▶ **Exercise instructions**
Return each line of the data below exactly, omitting any pictures.

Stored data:
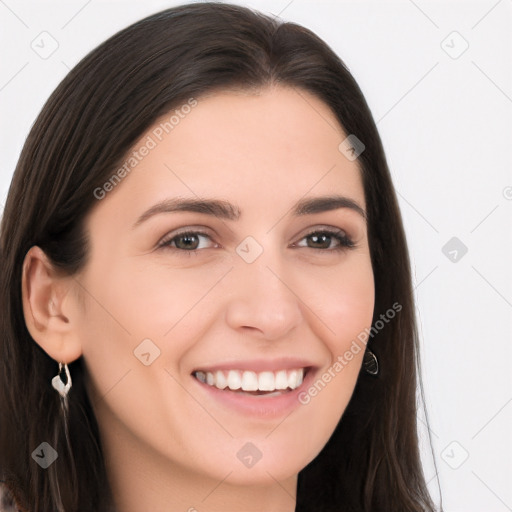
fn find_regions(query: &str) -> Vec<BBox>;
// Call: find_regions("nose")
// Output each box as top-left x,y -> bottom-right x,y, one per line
224,255 -> 303,341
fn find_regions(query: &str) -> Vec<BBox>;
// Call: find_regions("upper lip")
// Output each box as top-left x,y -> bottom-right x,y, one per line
191,357 -> 318,374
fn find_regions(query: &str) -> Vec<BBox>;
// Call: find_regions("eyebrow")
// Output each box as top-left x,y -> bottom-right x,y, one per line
133,194 -> 366,228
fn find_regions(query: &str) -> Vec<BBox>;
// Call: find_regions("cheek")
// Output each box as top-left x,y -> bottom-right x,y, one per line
74,259 -> 212,468
299,253 -> 375,350
329,262 -> 375,352
74,256 -> 229,428
294,254 -> 374,425
78,256 -> 227,352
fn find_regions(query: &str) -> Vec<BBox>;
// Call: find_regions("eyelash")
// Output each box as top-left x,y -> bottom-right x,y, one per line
157,228 -> 356,256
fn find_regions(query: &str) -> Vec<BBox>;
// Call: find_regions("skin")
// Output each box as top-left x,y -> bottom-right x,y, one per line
22,86 -> 374,512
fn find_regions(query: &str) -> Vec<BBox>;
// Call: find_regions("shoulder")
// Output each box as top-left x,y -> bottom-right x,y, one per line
0,482 -> 25,512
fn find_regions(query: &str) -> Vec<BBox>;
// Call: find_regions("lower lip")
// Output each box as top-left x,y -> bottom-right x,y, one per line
191,368 -> 316,418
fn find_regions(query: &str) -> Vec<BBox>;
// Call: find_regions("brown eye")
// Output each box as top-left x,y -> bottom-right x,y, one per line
174,233 -> 201,250
158,231 -> 214,252
296,229 -> 355,251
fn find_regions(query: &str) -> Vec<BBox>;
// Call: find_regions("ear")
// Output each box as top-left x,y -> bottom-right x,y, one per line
21,246 -> 83,364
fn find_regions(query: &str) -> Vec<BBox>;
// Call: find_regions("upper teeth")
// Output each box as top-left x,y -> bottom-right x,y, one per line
194,368 -> 305,392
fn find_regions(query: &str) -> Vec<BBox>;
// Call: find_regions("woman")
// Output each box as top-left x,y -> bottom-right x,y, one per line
0,3 -> 439,511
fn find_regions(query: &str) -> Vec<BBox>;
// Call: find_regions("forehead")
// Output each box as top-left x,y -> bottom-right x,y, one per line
90,86 -> 365,225
155,86 -> 354,175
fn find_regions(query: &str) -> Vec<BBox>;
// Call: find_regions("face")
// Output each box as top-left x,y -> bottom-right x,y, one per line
72,86 -> 374,488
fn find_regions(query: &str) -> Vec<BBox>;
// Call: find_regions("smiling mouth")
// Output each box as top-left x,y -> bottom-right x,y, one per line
192,367 -> 309,396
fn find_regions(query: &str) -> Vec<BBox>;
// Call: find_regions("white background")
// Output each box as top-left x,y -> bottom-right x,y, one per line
1,1 -> 511,510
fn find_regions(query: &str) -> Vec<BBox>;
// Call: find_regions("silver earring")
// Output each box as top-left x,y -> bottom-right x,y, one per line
363,349 -> 379,376
51,362 -> 72,398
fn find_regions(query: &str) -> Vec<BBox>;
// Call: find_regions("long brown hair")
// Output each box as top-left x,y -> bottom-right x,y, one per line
0,3 -> 439,511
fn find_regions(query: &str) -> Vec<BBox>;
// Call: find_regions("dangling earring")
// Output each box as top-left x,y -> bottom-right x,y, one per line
51,362 -> 73,465
51,362 -> 72,398
363,349 -> 379,376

▶ **Response area**
fn find_regions(query: &str) -> Vec<BBox>;
// Call: find_regions("nose")
// Output each box as top-left x,y -> bottom-right x,y, one per line
224,255 -> 303,341
fn find_regions(query: &str) -> Vec<BBox>;
// Call: find_regions("upper lip")
// Output each box as top-left x,y -> bottom-right x,y, one per line
191,357 -> 318,374
fn find_regions(query: &str) -> Vec<BBox>;
// Call: find_regions("eyebrow")
// Output each box as top-left x,y -> bottom-right x,y, one per line
133,194 -> 366,228
fn find_regions(query: &str) -> Vec<BBox>;
// Call: find_regions("cheek")
// Output each box as top-left x,y -> bottom-right x,y, one per line
74,259 -> 212,468
299,253 -> 375,350
329,262 -> 375,352
74,256 -> 229,428
294,254 -> 374,425
78,256 -> 227,352
fn find_regions(query: &str) -> Vec<BBox>;
// Call: find_regions("eyelash")
// Output each box as top-left x,y -> bottom-right x,y, one per line
157,228 -> 356,256
fn find_regions(query: &str) -> Vec<BBox>;
// Call: find_regions("skin")
// Output each box as top-left x,y -> bottom-right x,y, one per line
22,86 -> 374,512
fn find_regions(query: &str) -> Vec<BBox>;
// Call: find_regions("shoulder")
// Output each box as top-left x,y -> bottom-right x,y, one per line
0,482 -> 25,512
fn find_regions(query: &str) -> Vec<BBox>;
// Call: find_regions("lower lip")
// Output each box as top-left x,y -> bottom-right x,y, one per line
191,368 -> 316,418
fn find_regions(query: &str) -> Vec<BBox>;
// Call: find_regions("brown eye")
// Output each box as top-left x,y -> bottom-right x,y, one per line
174,233 -> 201,250
158,231 -> 214,252
296,229 -> 355,251
fn find_regions(query: &str) -> Vec<BBox>;
// Call: find_regions("ear")
// Output each box as top-left x,y -> bottom-right x,y, one per line
21,246 -> 83,364
fn find_regions(query: &str) -> Vec<BBox>;
// Call: find_regions("upper teeth")
// Output each box as top-left x,y -> bottom-right x,y, one per line
194,368 -> 305,392
fn find_regions(query: &str) -> Vec<BBox>;
// Call: find_regions("woman")
// Output each box as top-left x,y -> bottom-right x,y, one per line
0,3 -> 439,511
fn find_regions(query: &str) -> Vec<BBox>;
// Call: find_regions("forehead")
// Output each box as top-left x,y -> bottom-right x,y, one per line
90,86 -> 365,225
155,86 -> 354,175
fn find_regions(query: &str) -> Vec<BBox>;
// Call: find_regions("face")
// Output each box as top-left x,y -> bottom-right x,y, one per line
72,86 -> 374,488
fn find_regions(query: &str) -> Vec<BBox>;
// Call: find_regions("smiling mouth")
// Output each box as top-left x,y -> bottom-right x,y, one per line
192,367 -> 309,396
fn find_regions(query: &str) -> Vec<BBox>;
// Call: find_regions("white background")
// Output each box as top-left x,y -> bottom-right x,y, one per line
1,1 -> 511,510
fn find_regions(query: &str) -> Vec<BBox>;
// Call: find_regions("silver earring")
// Output each box as top-left x,y -> bottom-right x,y, one per line
363,349 -> 379,376
51,362 -> 72,398
fn find_regions(query: &str) -> Vec<BBox>;
// Call: find_regions("long brown hair")
// Output each box as top-left x,y -> bottom-right x,y, one per line
0,3 -> 439,511
fn find_regions(query: &str) -> Vec<BBox>;
// Call: find_regions("dangling earring")
// Output each box as top-left x,y -> bottom-right x,y, one per line
51,362 -> 73,465
51,362 -> 72,398
363,349 -> 379,376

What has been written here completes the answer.